What to work on » Please reproduce the items from the line containing "green highway sign." through the end of the items, both ends included, with their requests, and scale every point coordinate in the answers by 0.2, rounding to whole numbers with halves rounded up. Leave the pictures out.

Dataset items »
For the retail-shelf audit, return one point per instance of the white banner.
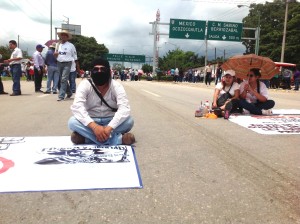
(54, 163)
(269, 125)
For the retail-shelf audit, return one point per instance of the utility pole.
(156, 34)
(284, 30)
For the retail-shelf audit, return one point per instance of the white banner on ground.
(54, 163)
(269, 125)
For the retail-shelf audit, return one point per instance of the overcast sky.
(121, 25)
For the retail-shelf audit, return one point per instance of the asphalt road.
(193, 170)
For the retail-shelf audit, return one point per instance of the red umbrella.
(49, 42)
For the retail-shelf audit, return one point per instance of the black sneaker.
(77, 139)
(218, 112)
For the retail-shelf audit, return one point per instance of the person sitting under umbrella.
(226, 95)
(254, 95)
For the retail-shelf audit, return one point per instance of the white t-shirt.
(234, 87)
(66, 52)
(17, 53)
(251, 98)
(87, 104)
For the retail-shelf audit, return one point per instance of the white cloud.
(120, 25)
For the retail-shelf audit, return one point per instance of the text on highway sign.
(224, 31)
(187, 29)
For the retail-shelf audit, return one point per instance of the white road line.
(44, 95)
(151, 93)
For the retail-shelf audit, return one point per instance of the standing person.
(208, 70)
(65, 53)
(72, 78)
(219, 73)
(28, 76)
(1, 84)
(15, 66)
(53, 76)
(254, 95)
(297, 78)
(101, 111)
(39, 63)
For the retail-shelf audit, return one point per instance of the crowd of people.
(101, 111)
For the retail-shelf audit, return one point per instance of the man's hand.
(102, 132)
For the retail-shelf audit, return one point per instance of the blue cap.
(39, 46)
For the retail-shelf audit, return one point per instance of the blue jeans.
(16, 72)
(64, 69)
(53, 76)
(72, 81)
(116, 135)
(255, 108)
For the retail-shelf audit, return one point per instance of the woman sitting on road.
(254, 95)
(226, 95)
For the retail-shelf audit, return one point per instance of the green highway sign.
(125, 58)
(224, 31)
(187, 29)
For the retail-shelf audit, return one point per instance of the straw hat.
(53, 45)
(65, 32)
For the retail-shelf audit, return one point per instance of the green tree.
(118, 67)
(88, 49)
(147, 68)
(271, 19)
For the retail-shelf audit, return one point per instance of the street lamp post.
(257, 32)
(284, 30)
(176, 49)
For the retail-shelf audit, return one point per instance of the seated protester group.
(226, 95)
(101, 111)
(254, 95)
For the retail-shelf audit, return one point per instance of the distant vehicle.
(284, 67)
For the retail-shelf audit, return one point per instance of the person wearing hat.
(254, 95)
(39, 63)
(52, 75)
(15, 66)
(226, 95)
(101, 111)
(65, 52)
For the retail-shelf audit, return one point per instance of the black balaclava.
(100, 78)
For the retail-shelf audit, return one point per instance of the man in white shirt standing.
(15, 66)
(208, 70)
(39, 63)
(65, 53)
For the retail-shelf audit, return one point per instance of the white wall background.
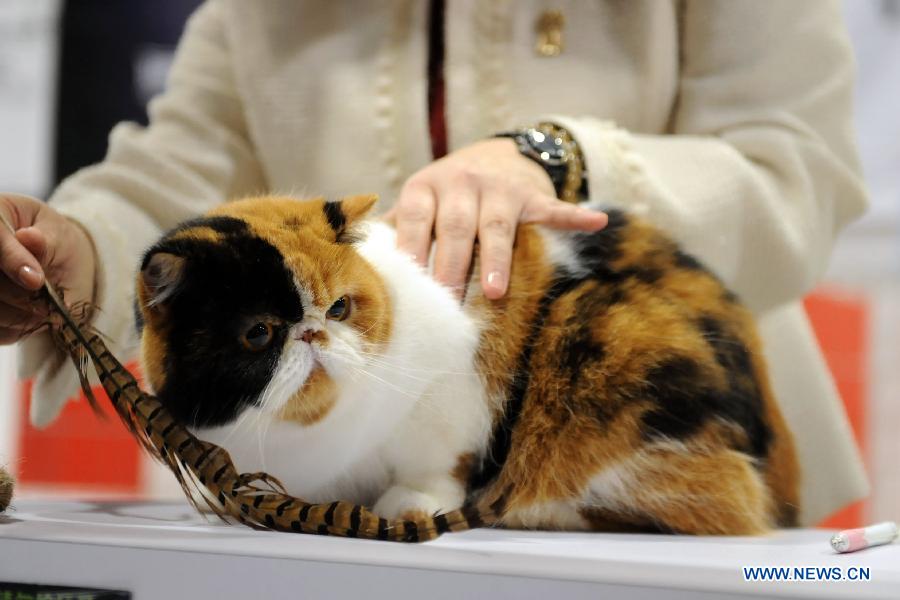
(867, 259)
(28, 48)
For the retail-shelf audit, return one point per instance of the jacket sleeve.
(194, 154)
(758, 171)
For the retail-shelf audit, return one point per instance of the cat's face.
(262, 302)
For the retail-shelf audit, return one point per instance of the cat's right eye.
(258, 337)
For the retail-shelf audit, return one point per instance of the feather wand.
(206, 470)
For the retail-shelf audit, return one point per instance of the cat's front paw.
(401, 502)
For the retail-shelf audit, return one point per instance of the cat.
(617, 386)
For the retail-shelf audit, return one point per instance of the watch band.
(554, 148)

Answer to this exercise »
For the retail-shelf audit, return one point per instance of the green highway sign.
(25, 12)
(45, 6)
(37, 6)
For the retail-shelf audit, return one point per instance of the straw hat.
(11, 9)
(13, 6)
For the retail-shelf audit, return one point per instance of the green tree.
(24, 13)
(18, 10)
(29, 14)
(54, 4)
For the retail-shelf audit, return one point per instance of the street lamp post.
(51, 6)
(57, 6)
(35, 10)
For the retail-shelf audit, return one point per instance of the seated protester group.
(45, 19)
(20, 22)
(51, 19)
For the retail-shelf audit, return one point per instance of the distant vehicle.
(57, 13)
For the retail-shelf audit, return one point per instance of the person wearing hat.
(51, 19)
(8, 13)
(10, 15)
(3, 13)
(45, 19)
(20, 22)
(13, 10)
For the retail-shelf audit, return one point per instance of the black balaclava.
(20, 16)
For the retail-shelf audit, return one point per instance of the man in white shirt standing.
(3, 13)
(42, 14)
(8, 13)
(13, 11)
For the retail-shelf audit, return one point per instance of the white wall background.
(173, 52)
(6, 10)
For the retail-shelf audit, return one point per instance of the jacket sleeve.
(39, 31)
(152, 34)
For the retail-shelf audit, return one point per instance of the cat's face.
(52, 60)
For the retail-shelf audit, return one point per instance of the cat's right eye.
(52, 67)
For the retail-shelf audit, return one point per instance of the feather wand.
(41, 94)
For the retail-shelf audit, return one point per instance of the cat's front paw.
(80, 100)
For the retail-shelf audit, return one point per instance of the cat.
(123, 77)
For the retail-shelf audit, return one point per instance of the watch band.
(111, 30)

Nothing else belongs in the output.